---------- GIVEN DATA

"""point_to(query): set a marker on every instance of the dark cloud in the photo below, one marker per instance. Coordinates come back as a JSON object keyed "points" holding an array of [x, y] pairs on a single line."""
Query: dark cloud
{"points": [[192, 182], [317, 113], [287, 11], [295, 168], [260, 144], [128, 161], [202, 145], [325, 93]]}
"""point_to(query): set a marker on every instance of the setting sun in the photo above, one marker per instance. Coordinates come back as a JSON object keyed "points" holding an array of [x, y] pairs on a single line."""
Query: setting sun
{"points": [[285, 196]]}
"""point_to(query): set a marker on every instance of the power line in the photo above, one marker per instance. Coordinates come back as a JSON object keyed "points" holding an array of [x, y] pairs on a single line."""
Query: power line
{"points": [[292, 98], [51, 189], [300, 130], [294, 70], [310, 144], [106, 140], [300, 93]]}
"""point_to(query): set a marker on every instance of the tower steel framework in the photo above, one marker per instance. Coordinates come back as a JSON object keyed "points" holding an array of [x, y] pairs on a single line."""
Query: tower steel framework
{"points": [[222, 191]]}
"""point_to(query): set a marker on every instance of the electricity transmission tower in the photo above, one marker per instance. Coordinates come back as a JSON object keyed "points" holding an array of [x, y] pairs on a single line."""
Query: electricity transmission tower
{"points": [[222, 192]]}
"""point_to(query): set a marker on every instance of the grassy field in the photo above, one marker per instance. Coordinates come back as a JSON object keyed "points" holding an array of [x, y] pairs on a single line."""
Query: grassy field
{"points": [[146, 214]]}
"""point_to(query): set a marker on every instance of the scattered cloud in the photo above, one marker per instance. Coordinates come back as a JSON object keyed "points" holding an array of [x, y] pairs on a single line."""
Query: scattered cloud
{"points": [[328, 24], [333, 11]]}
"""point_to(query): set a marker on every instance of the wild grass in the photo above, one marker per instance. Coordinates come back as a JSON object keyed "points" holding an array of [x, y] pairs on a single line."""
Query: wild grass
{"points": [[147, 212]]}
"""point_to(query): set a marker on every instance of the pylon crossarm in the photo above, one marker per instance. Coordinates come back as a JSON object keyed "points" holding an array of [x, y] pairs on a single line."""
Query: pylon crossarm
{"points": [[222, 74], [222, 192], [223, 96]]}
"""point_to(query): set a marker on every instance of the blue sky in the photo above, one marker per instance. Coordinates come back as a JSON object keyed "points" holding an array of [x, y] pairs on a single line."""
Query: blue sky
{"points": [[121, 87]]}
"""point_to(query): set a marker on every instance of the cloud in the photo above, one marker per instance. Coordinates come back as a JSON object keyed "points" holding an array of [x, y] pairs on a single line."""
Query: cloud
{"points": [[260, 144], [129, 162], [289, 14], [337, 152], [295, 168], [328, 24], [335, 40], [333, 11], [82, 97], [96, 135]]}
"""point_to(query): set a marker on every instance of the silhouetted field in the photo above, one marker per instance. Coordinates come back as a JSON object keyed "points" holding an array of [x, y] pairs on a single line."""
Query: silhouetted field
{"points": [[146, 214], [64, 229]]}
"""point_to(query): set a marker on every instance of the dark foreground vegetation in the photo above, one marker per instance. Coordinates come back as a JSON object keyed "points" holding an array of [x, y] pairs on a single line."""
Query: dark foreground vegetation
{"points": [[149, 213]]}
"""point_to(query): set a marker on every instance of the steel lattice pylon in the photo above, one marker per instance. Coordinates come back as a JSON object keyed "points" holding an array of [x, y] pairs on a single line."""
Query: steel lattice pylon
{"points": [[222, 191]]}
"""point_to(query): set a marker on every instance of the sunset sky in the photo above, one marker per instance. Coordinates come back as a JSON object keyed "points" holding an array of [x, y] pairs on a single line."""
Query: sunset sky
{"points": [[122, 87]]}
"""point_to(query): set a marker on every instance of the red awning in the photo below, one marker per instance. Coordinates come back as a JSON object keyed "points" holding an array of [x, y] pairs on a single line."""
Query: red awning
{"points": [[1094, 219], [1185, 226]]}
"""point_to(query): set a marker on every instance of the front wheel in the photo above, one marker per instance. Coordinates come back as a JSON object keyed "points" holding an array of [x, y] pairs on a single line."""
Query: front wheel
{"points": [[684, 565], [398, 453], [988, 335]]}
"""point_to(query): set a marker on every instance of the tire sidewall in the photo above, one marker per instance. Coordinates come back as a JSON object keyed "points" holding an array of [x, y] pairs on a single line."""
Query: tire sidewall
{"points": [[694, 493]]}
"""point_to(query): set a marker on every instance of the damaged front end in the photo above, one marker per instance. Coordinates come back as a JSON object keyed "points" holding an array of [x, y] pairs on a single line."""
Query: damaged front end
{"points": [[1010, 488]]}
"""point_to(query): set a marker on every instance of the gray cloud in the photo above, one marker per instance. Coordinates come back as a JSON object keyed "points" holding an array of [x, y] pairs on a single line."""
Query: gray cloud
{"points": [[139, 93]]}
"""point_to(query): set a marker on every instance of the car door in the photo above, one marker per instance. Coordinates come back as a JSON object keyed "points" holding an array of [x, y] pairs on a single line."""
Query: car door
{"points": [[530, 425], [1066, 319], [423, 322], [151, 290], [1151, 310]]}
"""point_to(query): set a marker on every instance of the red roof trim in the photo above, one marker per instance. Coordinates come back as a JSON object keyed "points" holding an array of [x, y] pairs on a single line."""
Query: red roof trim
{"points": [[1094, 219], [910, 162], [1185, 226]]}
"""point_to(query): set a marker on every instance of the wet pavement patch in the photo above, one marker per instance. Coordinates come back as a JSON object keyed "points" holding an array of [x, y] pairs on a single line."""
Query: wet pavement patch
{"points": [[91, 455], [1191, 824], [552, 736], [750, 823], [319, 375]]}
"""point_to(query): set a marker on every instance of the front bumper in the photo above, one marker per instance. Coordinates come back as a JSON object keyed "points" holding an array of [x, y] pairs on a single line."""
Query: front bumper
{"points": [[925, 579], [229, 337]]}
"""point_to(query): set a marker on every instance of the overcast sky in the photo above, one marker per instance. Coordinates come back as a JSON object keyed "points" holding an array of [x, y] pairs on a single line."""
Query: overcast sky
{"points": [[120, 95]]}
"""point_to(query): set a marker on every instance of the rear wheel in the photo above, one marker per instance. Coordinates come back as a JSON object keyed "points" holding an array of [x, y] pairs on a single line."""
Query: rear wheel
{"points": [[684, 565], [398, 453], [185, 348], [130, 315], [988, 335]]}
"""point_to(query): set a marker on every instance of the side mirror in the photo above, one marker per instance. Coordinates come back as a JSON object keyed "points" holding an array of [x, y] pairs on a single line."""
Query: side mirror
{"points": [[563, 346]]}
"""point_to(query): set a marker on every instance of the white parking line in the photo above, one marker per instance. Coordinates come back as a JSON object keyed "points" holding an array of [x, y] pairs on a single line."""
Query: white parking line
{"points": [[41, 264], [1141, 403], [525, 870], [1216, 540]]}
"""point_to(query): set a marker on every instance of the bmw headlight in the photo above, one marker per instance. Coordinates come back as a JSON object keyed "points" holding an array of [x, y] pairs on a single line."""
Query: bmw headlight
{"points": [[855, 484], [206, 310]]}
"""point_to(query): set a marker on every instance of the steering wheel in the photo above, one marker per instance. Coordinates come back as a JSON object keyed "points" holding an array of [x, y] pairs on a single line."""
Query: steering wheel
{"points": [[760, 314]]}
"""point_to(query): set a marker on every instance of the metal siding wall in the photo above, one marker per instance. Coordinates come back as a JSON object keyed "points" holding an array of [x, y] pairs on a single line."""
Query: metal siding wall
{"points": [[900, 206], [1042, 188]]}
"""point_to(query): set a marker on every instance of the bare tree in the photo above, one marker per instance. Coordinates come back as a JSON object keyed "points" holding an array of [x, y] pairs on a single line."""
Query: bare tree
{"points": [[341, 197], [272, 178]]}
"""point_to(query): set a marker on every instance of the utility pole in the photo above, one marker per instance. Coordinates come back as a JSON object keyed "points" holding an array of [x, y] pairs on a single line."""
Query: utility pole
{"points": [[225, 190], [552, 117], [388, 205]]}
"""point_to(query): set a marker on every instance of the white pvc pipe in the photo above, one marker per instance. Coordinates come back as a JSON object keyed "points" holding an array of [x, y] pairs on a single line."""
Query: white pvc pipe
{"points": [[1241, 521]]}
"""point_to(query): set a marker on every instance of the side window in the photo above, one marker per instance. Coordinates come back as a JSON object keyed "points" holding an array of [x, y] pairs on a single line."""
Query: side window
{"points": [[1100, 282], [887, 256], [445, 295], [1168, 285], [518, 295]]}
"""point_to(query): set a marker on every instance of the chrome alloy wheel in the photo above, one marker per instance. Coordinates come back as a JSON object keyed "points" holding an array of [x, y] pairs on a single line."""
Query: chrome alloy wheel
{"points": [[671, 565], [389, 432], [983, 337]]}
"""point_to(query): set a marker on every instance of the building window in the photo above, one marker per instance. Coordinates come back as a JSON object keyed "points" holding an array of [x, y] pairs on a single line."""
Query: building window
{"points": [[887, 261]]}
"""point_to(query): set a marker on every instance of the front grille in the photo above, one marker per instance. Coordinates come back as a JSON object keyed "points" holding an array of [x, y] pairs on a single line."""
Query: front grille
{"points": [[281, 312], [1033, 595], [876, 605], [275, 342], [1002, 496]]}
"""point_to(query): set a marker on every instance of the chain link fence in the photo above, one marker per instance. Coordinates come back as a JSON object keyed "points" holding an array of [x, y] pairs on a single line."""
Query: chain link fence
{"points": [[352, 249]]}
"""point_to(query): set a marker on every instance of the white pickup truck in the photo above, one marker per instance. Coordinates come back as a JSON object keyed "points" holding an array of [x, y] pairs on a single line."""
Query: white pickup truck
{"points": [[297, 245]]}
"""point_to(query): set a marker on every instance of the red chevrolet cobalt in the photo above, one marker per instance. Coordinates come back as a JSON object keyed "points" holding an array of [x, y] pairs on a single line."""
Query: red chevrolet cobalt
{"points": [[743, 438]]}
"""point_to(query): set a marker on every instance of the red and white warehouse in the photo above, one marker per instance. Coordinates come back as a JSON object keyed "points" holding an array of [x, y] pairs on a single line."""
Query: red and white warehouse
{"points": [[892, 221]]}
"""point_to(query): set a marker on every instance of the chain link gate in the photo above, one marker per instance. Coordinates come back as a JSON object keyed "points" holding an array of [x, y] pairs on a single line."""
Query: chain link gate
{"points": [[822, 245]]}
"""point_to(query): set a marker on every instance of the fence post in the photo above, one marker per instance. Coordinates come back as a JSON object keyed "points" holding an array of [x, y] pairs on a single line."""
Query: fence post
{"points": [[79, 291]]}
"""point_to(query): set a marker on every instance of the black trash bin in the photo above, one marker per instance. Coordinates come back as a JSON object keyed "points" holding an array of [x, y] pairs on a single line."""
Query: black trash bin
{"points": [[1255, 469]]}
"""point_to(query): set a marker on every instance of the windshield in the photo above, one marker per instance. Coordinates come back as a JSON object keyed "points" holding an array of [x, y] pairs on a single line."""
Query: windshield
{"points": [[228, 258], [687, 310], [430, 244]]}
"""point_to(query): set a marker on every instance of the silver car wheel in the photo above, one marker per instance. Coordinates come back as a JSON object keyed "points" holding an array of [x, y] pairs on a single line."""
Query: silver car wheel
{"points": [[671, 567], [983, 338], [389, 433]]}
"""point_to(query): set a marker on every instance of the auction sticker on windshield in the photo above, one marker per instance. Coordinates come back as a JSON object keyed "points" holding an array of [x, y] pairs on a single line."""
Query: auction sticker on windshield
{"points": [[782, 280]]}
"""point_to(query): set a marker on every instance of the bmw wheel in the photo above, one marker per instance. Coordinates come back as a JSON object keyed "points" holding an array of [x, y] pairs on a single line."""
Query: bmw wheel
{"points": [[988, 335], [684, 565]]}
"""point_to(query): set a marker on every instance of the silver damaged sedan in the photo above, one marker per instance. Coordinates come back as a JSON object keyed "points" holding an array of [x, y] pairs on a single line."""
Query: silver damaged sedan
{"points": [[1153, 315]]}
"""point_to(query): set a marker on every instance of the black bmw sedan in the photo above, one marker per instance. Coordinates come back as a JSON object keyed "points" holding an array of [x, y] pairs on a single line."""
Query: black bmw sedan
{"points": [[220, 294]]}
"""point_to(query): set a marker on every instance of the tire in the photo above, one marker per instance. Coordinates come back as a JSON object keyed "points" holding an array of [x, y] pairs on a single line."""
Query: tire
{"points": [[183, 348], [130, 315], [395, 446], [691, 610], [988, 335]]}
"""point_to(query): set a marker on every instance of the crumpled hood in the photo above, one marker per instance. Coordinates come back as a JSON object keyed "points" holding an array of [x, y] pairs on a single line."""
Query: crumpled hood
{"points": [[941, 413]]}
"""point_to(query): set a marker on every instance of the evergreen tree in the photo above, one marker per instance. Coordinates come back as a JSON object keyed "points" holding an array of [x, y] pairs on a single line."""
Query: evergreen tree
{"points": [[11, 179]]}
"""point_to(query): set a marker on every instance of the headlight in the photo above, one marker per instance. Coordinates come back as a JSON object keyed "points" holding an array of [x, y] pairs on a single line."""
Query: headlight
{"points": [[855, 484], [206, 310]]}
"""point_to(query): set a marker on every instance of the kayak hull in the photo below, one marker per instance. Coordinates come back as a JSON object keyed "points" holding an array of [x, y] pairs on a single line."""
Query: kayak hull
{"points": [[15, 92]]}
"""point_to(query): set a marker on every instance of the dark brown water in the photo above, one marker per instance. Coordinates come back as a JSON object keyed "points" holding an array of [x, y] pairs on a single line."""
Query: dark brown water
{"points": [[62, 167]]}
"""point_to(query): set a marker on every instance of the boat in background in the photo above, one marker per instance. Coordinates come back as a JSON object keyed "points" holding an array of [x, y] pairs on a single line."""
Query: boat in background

--------------------

TASK OBJECTIVE
Transcribe word for word the lines from the one holding "the dark brown" to the last line of the listing above, inclusive.

WORKED SOLUTION
"""point_to(query): set a marker on every instance of the dark brown water in the photo above, one marker per instance. Coordinates come back as a JSON object keyed "points" holding an array of [x, y] pairs on a single line."""
Query: dark brown water
{"points": [[62, 167]]}
"""point_to(query): set a marker on every instance of the boat in background in the photo above, one marker per instance. Coordinates come back as a JSON object keyed "points" holding an array of [x, y] pairs on a single line."""
Query: boat in background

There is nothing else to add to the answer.